• Welcome to Overclockers Forums! Join us to reply in threads, receive reduced ads, and to customize your site experience!

HT or not to HT

Overclockers is supported by our readers. When you click a link to make a purchase, we may earn a commission. Learn More.

Lonely Raven

If you traded with me please leave me Heatware Sen
Joined
Feb 2, 2002
Location
Wheaton, IL
I know this has been asked in some form or another, but looking
through our past pages I see vague questions with vague
answers.

I know with Hyper Threading turned on, you can (and are
recommended) to run two instances of folding.

Now, both the motherboards I have support switching HT
on and off in the BIOS. So I could in theory just shut it off
and run one instance of Folding.

Now, I've only had HT running for a few days, so I can't
answer myself yet. But is there a speed/time advantage to
running two instances of Folding on HT, VS one instance no HT?
────────
Carry on the forum thread above about running Folding with Hyper-Threading on or off, starting after its final question.
────────
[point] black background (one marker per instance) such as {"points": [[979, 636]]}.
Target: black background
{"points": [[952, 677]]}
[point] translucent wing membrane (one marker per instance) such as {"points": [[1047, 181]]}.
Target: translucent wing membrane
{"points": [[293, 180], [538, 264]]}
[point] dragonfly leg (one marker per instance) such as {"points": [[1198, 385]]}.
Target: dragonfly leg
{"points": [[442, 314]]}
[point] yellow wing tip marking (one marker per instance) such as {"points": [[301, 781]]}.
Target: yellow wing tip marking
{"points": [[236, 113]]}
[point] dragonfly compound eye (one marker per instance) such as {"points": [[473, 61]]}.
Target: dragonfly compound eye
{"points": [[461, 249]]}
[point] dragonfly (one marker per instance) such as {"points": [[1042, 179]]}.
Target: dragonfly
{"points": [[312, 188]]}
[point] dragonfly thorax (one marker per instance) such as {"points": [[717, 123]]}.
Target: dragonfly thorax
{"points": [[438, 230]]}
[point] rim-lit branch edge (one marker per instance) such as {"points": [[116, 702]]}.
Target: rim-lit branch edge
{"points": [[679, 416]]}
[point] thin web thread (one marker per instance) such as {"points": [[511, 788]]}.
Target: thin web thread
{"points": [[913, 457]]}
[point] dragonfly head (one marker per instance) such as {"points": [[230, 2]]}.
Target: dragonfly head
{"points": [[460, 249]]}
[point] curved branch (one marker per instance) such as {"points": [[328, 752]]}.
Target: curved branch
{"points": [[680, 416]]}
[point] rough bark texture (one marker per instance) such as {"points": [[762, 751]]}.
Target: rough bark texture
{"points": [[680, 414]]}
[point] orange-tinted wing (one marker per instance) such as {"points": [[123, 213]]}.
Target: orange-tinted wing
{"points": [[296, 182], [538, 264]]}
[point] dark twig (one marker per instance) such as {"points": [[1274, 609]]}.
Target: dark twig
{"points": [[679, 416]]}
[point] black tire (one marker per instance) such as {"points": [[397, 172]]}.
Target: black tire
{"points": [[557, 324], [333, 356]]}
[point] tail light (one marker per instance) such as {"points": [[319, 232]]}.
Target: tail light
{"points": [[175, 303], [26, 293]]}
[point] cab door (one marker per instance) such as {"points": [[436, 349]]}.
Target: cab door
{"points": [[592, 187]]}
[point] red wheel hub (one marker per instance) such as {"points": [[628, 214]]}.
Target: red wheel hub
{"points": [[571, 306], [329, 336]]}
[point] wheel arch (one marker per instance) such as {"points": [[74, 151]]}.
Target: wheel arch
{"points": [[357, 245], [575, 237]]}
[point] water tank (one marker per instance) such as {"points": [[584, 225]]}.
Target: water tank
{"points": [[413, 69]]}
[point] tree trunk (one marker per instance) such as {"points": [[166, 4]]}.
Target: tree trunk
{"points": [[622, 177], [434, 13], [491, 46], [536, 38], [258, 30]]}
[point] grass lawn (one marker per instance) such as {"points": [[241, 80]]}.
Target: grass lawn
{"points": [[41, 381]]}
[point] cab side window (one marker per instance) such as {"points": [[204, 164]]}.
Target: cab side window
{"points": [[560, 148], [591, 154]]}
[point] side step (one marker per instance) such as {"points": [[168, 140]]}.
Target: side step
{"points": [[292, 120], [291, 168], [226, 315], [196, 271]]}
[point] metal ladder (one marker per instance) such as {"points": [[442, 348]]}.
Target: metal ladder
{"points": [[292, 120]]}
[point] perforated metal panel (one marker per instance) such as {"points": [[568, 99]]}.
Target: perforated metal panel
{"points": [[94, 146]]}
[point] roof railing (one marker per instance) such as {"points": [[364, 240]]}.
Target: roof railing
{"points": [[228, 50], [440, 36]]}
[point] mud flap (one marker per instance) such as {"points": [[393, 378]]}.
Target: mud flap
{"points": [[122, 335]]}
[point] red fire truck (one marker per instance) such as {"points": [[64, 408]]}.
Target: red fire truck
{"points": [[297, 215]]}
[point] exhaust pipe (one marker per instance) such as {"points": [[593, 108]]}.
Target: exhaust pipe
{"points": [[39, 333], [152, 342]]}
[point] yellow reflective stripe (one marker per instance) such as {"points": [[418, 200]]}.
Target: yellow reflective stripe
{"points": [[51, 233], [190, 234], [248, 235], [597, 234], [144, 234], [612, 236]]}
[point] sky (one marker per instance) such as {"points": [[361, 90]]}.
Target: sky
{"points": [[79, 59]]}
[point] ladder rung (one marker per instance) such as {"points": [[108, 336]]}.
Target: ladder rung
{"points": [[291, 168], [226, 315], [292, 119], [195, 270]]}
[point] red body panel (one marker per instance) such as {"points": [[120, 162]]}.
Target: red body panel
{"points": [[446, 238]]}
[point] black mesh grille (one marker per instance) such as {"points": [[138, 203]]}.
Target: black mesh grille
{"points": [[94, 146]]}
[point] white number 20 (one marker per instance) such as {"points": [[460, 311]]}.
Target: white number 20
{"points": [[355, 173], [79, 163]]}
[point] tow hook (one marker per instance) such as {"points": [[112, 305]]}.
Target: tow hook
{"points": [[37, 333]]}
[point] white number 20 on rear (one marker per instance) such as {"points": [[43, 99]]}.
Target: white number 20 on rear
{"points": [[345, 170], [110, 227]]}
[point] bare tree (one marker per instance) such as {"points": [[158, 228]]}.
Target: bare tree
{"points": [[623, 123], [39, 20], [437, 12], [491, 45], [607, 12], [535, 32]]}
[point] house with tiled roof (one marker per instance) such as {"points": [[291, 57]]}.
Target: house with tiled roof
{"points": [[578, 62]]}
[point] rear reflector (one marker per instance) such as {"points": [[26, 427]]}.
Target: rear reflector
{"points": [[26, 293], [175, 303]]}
────────
_Right answer:_
Good ?? The only way to know for sure will be to try it both ways... I have HT on my laptop ON and run 2 instances. Seems to pump out about 650PPW or so.
 
I've got one HT dual box, but I have nothing but the vague answers you got already. I run 4 clients to keep it busy.

HT allows multithreaded clients to execute threads in parallel, so if FAH client is multithreaded, it should benefit.

Is the FAH client multithreaded? Not sure.
 
grv said:
I've got one HT dual box, but I have nothing but the vague answers you got already. I run 4 clients to keep it busy.

HT allows multithreaded clients to execute threads in parallel, so if FAH client is multithreaded, it should benefit.

Is the FAH client multithreaded? Not sure.
It is NOT multithreaded in the sense that if you run ONE client on a multi CPU machine, it will NOT finish a WU twice as fast. So in that sense, no it is not. The obvious was to make it 'multithreaded' is to install multiple instances and set the machine ID's.
 
and in that case, the overhead of dividing up the work on a HT enabled system outweighs any benefit, IMO. On a multi proc unit, it's nice to not have to assign clients to specific cpus, like you do when HT is off, but aside from that, it would appear there is no benefit.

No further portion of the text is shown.